- _TASK REQUIREMENTS_
Find the line containing "mmk i see the picture, now point out the navy". Reproduce it and every line after it up to the end of the records, exactly as written.

=======

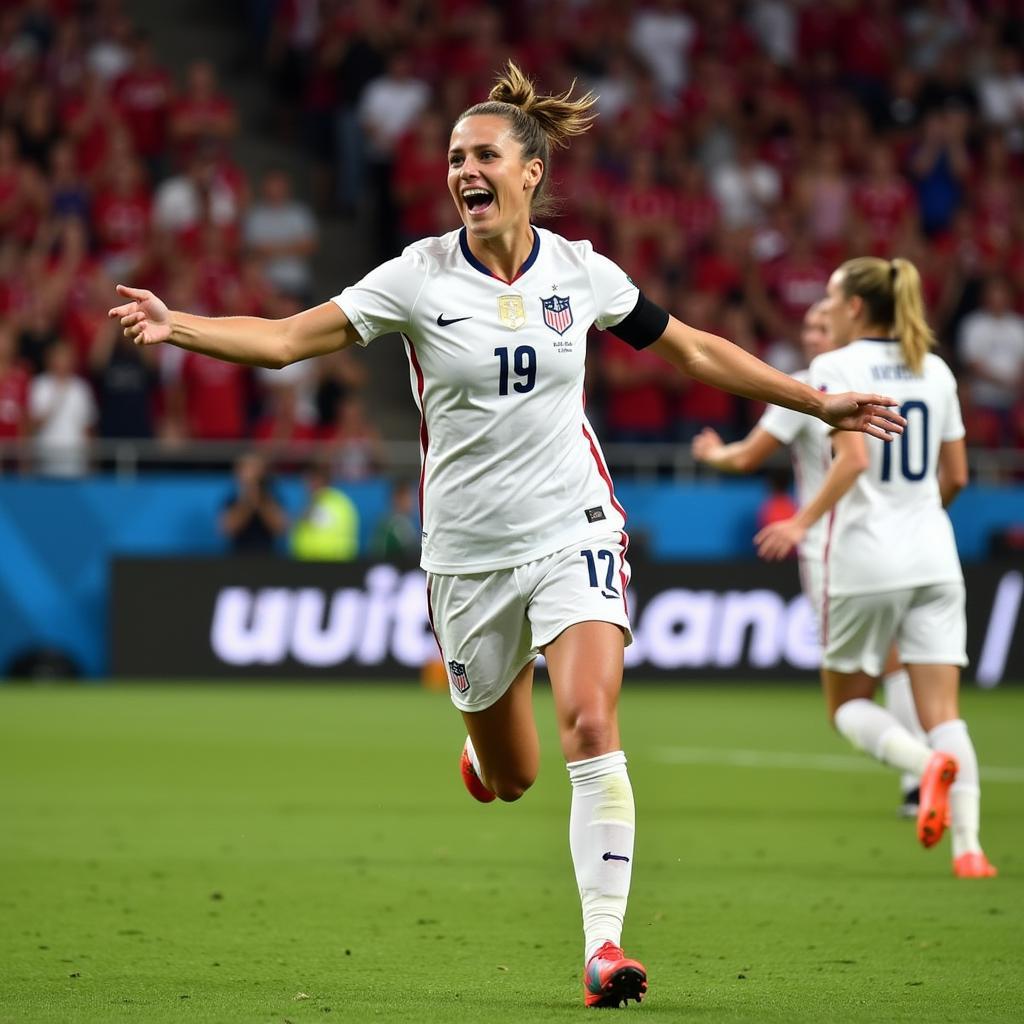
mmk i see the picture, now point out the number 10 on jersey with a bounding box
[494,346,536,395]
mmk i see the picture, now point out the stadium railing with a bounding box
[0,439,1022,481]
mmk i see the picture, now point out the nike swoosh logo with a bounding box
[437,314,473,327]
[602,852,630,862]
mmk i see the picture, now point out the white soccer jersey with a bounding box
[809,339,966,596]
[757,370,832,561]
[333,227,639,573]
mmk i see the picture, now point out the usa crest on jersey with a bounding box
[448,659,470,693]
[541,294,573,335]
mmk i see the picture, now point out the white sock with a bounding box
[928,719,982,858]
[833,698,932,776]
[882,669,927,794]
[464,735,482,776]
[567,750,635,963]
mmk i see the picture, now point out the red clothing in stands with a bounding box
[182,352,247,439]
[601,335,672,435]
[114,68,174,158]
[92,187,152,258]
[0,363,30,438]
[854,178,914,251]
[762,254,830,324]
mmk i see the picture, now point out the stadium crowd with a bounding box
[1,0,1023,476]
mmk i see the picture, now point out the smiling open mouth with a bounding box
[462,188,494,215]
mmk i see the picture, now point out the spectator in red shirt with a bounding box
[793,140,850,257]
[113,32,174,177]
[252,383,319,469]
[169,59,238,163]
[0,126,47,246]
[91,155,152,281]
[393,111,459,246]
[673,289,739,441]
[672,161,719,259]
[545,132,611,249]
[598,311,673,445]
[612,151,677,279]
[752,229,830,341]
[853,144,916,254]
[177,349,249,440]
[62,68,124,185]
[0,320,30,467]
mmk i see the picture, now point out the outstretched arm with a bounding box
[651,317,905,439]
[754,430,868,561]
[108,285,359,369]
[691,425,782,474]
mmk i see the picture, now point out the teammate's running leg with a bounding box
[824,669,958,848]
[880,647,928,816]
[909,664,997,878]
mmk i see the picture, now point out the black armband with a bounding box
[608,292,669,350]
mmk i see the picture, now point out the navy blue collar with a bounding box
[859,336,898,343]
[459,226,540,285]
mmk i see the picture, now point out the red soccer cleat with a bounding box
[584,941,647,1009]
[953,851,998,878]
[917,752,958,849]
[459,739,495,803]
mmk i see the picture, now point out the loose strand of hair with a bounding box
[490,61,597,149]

=======

- _SOLUTION BELOW_
mmk i see the picture, now point out the navy blue collar with a bounding box
[859,336,898,343]
[459,226,540,285]
mmk i see the picture, now point out the red soccer cleat with a bounding box
[584,941,647,1009]
[953,851,998,878]
[917,752,958,849]
[459,739,495,803]
mmk i see the picture, now point out the loose strand of hair with a bounding box
[490,61,597,149]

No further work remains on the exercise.